■ **Given task**: All entries are to be given again verbatim.

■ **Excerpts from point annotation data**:
--------------------------------

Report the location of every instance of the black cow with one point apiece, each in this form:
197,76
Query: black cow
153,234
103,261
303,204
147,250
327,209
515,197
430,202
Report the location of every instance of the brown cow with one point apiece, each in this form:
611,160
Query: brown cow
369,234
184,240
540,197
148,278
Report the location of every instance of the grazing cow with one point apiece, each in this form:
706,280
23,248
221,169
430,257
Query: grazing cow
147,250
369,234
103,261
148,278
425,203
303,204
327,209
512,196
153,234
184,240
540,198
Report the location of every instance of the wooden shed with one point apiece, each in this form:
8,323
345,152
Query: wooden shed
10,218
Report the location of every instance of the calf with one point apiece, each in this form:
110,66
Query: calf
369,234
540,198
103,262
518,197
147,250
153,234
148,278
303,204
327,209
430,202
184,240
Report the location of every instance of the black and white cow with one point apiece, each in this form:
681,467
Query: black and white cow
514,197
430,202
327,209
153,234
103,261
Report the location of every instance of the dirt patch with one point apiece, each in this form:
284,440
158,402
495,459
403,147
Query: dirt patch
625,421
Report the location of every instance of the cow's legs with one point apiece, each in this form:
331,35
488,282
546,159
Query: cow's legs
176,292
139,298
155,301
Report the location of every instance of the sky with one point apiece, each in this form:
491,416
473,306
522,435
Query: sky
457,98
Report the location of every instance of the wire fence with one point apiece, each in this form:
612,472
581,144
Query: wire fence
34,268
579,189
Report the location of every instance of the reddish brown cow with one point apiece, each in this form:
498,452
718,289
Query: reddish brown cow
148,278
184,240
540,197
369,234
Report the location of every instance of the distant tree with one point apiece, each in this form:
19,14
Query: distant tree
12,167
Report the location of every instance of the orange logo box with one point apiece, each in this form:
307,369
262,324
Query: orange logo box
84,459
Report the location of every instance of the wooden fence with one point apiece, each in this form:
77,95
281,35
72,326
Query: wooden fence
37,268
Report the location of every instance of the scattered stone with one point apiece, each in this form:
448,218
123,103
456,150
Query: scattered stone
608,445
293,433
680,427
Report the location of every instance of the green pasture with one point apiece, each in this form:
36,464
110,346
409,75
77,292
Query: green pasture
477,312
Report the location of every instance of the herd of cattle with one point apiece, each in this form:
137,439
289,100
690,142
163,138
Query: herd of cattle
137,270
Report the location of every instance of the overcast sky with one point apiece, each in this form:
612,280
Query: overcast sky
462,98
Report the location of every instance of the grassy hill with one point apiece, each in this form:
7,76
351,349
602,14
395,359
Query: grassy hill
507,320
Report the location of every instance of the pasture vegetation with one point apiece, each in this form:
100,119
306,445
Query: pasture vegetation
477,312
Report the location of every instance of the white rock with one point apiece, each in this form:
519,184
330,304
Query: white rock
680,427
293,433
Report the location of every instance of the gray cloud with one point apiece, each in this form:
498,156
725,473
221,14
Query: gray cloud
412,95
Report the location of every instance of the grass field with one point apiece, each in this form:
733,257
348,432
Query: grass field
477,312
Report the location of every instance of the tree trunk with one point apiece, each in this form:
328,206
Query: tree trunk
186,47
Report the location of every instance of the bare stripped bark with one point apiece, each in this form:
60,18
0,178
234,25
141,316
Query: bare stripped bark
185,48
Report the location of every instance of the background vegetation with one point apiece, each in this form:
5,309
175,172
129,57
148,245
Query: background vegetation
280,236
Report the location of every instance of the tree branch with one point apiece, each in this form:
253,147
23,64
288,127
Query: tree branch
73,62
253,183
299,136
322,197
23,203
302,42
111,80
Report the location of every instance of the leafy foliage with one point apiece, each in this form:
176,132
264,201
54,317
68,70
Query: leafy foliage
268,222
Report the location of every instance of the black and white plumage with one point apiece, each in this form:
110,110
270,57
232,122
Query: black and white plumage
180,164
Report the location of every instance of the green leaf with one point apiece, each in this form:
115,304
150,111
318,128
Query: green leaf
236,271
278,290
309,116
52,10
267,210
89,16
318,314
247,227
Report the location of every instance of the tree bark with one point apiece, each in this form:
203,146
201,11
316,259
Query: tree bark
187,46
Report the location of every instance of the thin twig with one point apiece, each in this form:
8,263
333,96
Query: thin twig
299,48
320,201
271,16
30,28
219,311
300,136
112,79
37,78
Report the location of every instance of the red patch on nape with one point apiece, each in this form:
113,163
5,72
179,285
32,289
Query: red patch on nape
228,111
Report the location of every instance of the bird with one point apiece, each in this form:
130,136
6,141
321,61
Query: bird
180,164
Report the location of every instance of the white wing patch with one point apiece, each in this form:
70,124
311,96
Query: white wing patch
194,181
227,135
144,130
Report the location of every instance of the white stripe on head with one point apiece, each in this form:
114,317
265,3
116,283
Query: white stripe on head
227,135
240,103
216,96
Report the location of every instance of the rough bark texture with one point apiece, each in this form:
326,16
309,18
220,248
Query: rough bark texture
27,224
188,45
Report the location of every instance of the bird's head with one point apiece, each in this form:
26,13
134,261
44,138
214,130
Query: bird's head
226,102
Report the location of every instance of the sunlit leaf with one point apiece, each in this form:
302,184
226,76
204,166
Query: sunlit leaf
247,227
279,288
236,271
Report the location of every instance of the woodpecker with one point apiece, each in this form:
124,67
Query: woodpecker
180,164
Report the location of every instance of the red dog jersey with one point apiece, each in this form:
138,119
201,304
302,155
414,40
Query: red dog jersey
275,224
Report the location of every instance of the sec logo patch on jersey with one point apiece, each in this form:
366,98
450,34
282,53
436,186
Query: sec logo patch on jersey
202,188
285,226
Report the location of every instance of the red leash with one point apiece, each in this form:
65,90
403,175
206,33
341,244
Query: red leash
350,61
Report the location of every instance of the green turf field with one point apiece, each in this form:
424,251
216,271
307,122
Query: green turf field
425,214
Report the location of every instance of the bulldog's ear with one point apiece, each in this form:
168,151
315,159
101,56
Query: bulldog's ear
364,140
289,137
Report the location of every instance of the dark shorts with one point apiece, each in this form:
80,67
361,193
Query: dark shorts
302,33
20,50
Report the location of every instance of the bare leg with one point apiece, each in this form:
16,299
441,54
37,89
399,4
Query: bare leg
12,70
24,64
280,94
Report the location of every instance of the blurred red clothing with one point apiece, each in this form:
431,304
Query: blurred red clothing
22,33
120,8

--------------------------------

■ **Answer to this task**:
Report the location of every instance of the black cow with one point apiece, each in this form:
197,76
Query: black cow
153,234
103,261
303,204
147,250
327,209
515,197
430,202
Report the location of every instance of the brown cow with one point apiece, each in this form:
611,160
Query: brown cow
369,234
184,240
540,197
148,278
Report the location of every instance of the grazing cow with one point apiece, each in this form:
706,280
23,248
221,169
430,257
Query: grazing cow
147,250
369,234
103,261
148,278
425,203
303,204
327,209
512,196
153,234
184,240
540,198
Report the location of every instance of the wooden shed with one point apiece, each in this form:
8,323
345,152
Query: wooden shed
10,218
Report the location of every instance of the calf with one point apiece, each in this form:
110,66
Query: calf
369,234
540,198
103,262
518,197
147,250
153,234
148,278
303,204
327,209
430,202
184,240
Report the location of every instance of the black and white cow with one point apiece, each in this form:
681,467
Query: black and white cow
514,197
430,202
327,209
153,234
103,261
Report the location of every instance of the dirt patch with one point apiece, each in this form:
284,440
158,402
495,459
403,147
Query: dirt patch
625,421
Report the location of every instance of the cow's legs with one point apiece, each in this form:
331,35
488,282
546,159
Query: cow's legs
176,292
139,298
155,301
Report the location of every instance of the sky with one point apiece, each in this form:
491,416
473,306
522,435
Query: sky
457,98
Report the location of every instance of the wire fence with one point apiece, each in this form:
612,472
581,144
Query: wire fence
34,268
579,189
Report the location of every instance of the reddish brown cow with one point apiece, each in this form:
498,452
718,289
Query: reddish brown cow
148,278
184,240
540,197
369,234
Report the location of every instance of the distant tree with one point apiece, each in this form:
19,14
Query: distant tree
12,167
Report the location of every instance of the orange logo box with one point apiece, each in this form:
307,369
262,324
Query: orange logo box
84,459
Report the location of every instance of the wooden fence with one point apiece, each in this form:
77,95
281,35
72,326
Query: wooden fence
37,268
Report the location of every instance of the scattered stone with one point apiece, each in this form:
448,218
123,103
456,150
Query: scattered stone
608,445
293,433
680,427
Report the location of every instance of the green pasture with one point apiece, each in this form:
36,464
110,346
409,75
77,292
Query: green pasture
477,312
Report the location of every instance of the herd of cattle with one point apiece, each in this form:
137,439
289,100
690,142
163,138
Query: herd of cattle
137,270
Report the location of every instance of the overcast sky with one point apiece, each in this form:
612,280
Query: overcast sky
462,98
Report the location of every instance of the grassy hill with one point apiece, each in this form:
7,76
351,349
602,14
395,359
Query: grassy hill
507,320
Report the location of every instance of the pasture vegetation with one point apiece, each in this form:
100,119
306,445
Query: pasture vegetation
477,312
Report the location of every instance of the white rock with one point apiece, each in this form:
519,184
330,304
Query: white rock
680,427
293,433
Report the location of every instance of the gray cloud with one point apiece, each in this form:
498,156
725,473
221,14
Query: gray cloud
412,95
Report the location of every instance of the grass field with one point apiece, each in this form:
733,257
348,432
Query: grass field
477,312
Report the location of every instance of the tree trunk with one point apiece, each in this form:
328,206
Query: tree trunk
186,47
Report the location of every instance of the bare stripped bark with one point apiece, each in this form:
60,18
0,178
234,25
141,316
Query: bare stripped bark
185,48
Report the location of every instance of the background vegetation with one point apiece, each in this form:
5,309
175,172
129,57
148,245
Query: background vegetation
280,236
Report the location of every instance of the tree branch with one point apiece, each in this form:
253,147
23,64
288,127
Query: tree branch
73,62
253,183
299,136
322,197
23,203
302,42
111,80
Report the location of every instance of the leafy foliage with one point apiece, each in this form:
176,132
264,201
54,317
68,70
Query: leafy foliage
268,222
Report the location of every instance of the black and white plumage with one point apiece, each in this form:
110,110
270,57
232,122
Query: black and white plumage
180,164
Report the location of every instance of the green leaf with one point apiece, each in this form:
115,304
150,111
318,128
Query: green leaf
236,271
278,290
309,116
52,10
267,210
89,16
318,314
247,227
Report the location of every instance of the tree bark with one point apiece, each in this form:
203,146
201,11
316,259
Query: tree bark
187,46
Report the location of every instance of the thin twig with one point apiece, each in this form:
8,263
333,96
Query: thin twig
299,48
320,201
271,16
30,28
219,311
300,136
112,79
37,78
Report the location of every instance of the red patch on nape with one point apiece, each in this form:
113,163
5,72
179,285
32,289
Query: red patch on nape
228,111
Report the location of every instance of the bird with one point apiece, each in this form:
130,136
6,141
321,61
Query: bird
180,164
Report the location of every instance of the white wing patch with one point apiece, each in this form:
70,124
311,96
Query: white wing patch
194,181
227,135
144,130
Report the location of every instance of the white stripe on head with one point apiece, each in this form:
114,317
265,3
116,283
Query: white stripe on head
227,135
240,103
216,96
Report the location of every instance of the rough bark texture with one point apiece, each in this form:
326,16
309,18
220,248
Query: rough bark texture
27,224
188,45
Report the location of every instance of the bird's head with one point apiece, each in this form:
26,13
134,261
44,138
214,130
Query: bird's head
226,102
Report the location of every instance of the sunlit leaf with one point apiece, each in this form:
302,184
226,76
204,166
Query: sunlit leaf
247,227
279,288
236,271
Report the location of every instance of the woodpecker with one point apiece, each in this form:
124,67
Query: woodpecker
180,164
Report the location of every instance of the red dog jersey with one point apiece, each in this form:
138,119
201,304
302,155
414,40
Query: red dog jersey
275,224
Report the location of every instance of the sec logo patch on jersey with one point apiece, each in this form:
366,98
450,34
282,53
436,186
Query: sec logo patch on jersey
202,188
285,226
Report the location of every instance of the red leash with one point apiece, each in this form:
65,90
403,175
206,33
341,244
Query: red leash
350,61
Report the location of every instance of the green turf field with one point apiece, each in this form:
424,251
216,271
307,122
Query: green turf field
425,214
Report the location of every instance of the bulldog's ear with one point apiece, each in this form:
168,151
315,159
101,56
Query: bulldog's ear
364,140
289,137
Report the location of every instance of the dark shorts with one point apiece, each in this form:
80,67
361,193
Query: dark shorts
302,33
20,50
Report the location of every instance of the bare leg with one point apiece, each in this form:
16,299
441,54
37,89
399,4
Query: bare leg
12,70
24,64
280,94
Report the location of every instance of the blurred red clothing with one point apiece, each in this form:
431,304
Query: blurred red clothing
22,33
120,8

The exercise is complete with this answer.